Pull out every line of the entries below that contains the string "vent", matching case exactly.
-.-.-
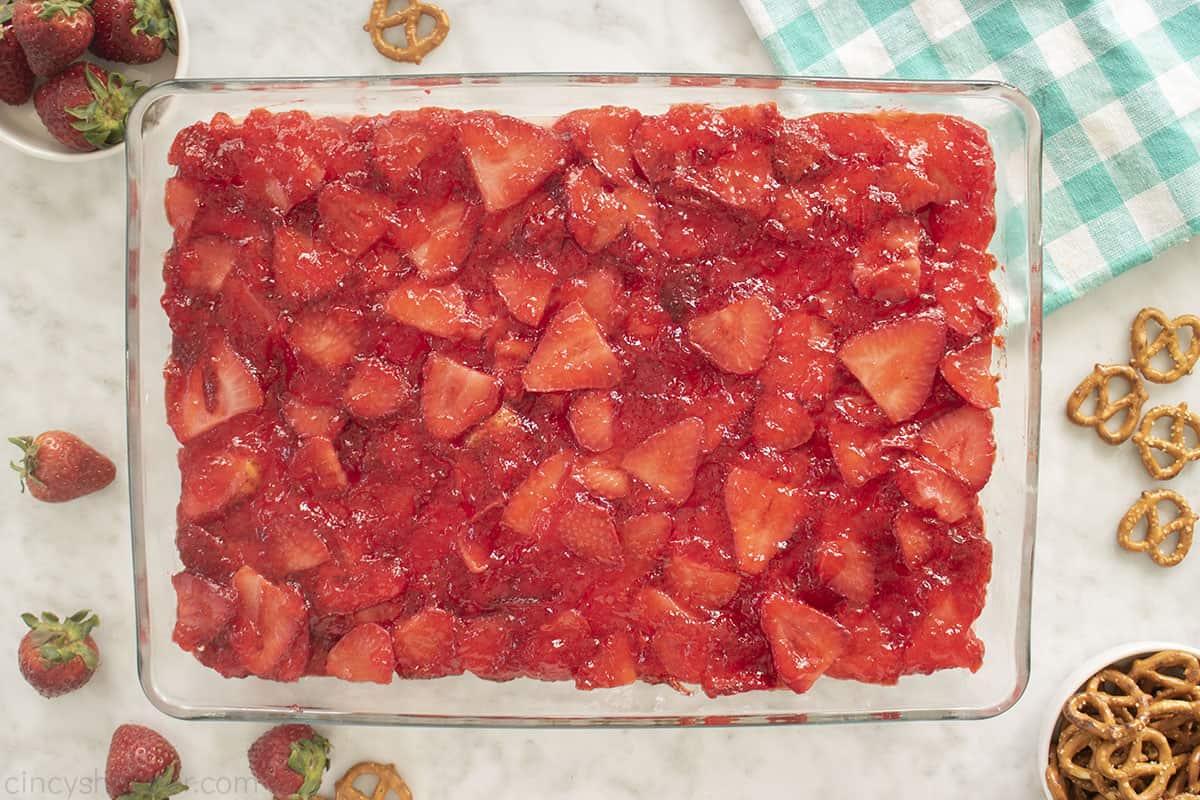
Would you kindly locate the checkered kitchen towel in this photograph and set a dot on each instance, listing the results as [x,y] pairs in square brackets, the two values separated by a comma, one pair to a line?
[1116,83]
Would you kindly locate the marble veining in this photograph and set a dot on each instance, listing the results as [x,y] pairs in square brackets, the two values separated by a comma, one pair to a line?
[61,338]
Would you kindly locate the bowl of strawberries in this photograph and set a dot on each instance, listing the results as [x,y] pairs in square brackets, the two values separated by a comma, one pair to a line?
[71,71]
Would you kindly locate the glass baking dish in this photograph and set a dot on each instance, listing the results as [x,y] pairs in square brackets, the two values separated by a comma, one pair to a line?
[180,686]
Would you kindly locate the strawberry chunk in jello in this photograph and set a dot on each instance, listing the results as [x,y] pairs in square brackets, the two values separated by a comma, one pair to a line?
[691,398]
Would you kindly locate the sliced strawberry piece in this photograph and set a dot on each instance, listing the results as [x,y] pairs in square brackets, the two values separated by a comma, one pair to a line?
[438,311]
[559,647]
[895,362]
[592,416]
[655,608]
[915,539]
[485,645]
[801,150]
[573,354]
[961,443]
[667,461]
[183,199]
[203,608]
[204,553]
[700,584]
[763,513]
[327,337]
[874,655]
[376,389]
[270,617]
[645,536]
[604,136]
[928,487]
[525,286]
[425,644]
[306,269]
[352,218]
[859,452]
[335,589]
[846,566]
[600,294]
[741,179]
[312,419]
[364,654]
[802,361]
[595,216]
[316,467]
[216,481]
[613,663]
[217,388]
[405,139]
[603,480]
[804,643]
[437,239]
[509,157]
[969,373]
[887,266]
[781,422]
[587,530]
[455,397]
[737,338]
[204,262]
[942,637]
[293,543]
[531,509]
[966,292]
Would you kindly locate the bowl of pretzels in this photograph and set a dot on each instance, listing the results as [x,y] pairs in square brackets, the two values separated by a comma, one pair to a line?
[1129,728]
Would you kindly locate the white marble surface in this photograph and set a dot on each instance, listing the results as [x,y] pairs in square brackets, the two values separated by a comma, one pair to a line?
[61,358]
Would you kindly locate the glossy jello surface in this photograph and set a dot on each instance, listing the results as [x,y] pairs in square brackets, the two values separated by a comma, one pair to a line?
[699,398]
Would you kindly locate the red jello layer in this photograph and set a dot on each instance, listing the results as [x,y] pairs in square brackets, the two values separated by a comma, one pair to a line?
[693,398]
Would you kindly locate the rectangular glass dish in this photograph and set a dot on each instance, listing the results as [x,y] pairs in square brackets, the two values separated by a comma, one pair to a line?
[183,687]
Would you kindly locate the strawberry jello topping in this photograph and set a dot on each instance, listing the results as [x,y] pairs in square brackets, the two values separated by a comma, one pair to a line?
[699,398]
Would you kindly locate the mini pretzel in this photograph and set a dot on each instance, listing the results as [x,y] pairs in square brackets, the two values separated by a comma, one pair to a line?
[1156,531]
[1145,349]
[1107,715]
[1105,408]
[417,47]
[1126,763]
[1176,446]
[1168,674]
[389,785]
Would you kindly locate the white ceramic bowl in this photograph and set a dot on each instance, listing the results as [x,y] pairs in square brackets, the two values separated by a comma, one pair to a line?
[1119,656]
[22,128]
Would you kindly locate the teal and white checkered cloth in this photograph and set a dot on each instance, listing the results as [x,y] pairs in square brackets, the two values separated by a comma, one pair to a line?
[1116,83]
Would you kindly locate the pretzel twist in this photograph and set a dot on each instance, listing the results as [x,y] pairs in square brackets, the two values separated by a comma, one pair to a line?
[1146,506]
[1131,403]
[1168,338]
[415,47]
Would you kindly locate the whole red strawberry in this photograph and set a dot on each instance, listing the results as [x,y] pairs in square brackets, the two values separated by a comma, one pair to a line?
[132,31]
[58,465]
[58,656]
[142,765]
[53,32]
[85,107]
[16,77]
[289,761]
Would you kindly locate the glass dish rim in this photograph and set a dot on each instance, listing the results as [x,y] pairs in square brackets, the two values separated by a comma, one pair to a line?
[883,86]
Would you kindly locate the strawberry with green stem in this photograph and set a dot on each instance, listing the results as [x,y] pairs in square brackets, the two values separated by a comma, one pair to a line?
[132,31]
[58,656]
[142,765]
[289,761]
[84,107]
[16,77]
[53,32]
[58,465]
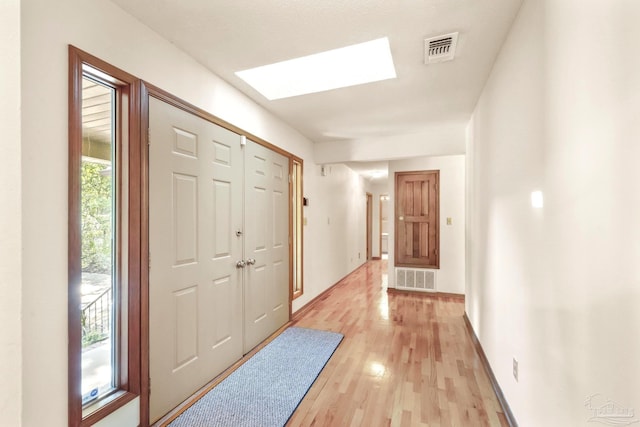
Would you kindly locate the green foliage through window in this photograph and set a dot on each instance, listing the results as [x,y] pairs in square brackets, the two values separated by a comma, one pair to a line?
[96,211]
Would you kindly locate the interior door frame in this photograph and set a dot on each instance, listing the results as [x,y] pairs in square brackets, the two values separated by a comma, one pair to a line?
[369,226]
[396,220]
[147,90]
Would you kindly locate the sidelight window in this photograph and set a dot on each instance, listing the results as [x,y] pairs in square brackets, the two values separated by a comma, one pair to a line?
[103,294]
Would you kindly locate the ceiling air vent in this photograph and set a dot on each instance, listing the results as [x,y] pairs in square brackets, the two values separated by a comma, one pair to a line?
[440,48]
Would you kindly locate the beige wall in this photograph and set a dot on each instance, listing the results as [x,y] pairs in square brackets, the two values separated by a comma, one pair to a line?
[10,221]
[559,287]
[337,213]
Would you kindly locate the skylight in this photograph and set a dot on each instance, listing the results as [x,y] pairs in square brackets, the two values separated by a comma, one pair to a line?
[347,66]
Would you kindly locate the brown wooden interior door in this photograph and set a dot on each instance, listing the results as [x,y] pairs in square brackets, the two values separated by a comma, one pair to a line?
[416,219]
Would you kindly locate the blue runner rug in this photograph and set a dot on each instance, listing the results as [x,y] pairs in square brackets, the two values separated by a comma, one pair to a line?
[266,389]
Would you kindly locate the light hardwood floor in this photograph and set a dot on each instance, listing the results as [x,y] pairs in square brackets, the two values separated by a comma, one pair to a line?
[406,360]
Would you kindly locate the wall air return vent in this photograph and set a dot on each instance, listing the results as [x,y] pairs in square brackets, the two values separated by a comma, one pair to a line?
[440,48]
[416,279]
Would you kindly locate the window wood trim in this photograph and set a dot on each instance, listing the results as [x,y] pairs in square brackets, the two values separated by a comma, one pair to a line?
[129,379]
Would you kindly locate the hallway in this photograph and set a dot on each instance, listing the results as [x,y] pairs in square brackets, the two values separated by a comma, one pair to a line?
[406,360]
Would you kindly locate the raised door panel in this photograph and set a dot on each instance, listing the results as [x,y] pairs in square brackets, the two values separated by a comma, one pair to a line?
[266,286]
[195,295]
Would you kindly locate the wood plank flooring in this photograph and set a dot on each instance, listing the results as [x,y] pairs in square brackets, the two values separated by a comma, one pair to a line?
[406,360]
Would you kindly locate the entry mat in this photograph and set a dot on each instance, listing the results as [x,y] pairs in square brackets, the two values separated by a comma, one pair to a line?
[265,390]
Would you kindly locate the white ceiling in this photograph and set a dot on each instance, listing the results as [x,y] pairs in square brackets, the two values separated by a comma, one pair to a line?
[232,35]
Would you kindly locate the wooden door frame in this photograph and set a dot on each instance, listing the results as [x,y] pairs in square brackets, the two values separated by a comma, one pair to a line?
[396,220]
[380,221]
[369,226]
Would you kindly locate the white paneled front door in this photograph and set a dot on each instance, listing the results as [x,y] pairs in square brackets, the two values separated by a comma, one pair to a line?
[195,295]
[212,203]
[266,243]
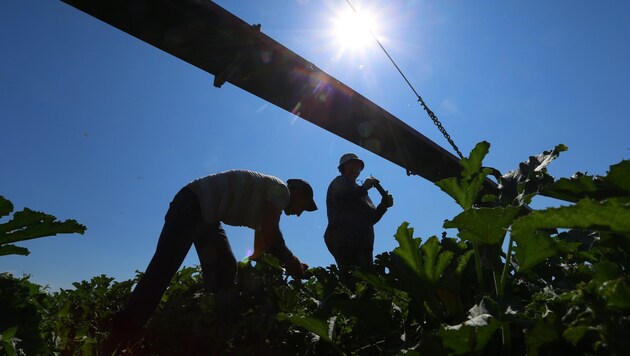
-.-.-
→ EXERCISE RESPONSE:
Would you kindly locate the ceiling air vent in this photograph and set a dot on each instance, listing the results as [x,y] pairs in square brackets, the two values separated by a comma, one pair to a line?
Would you kindly locate the wall air return vent in this photograph and set a dot on each instance, listing the results as [x,y] pairs in square brackets, the two values separated by a comma, one pair to a line?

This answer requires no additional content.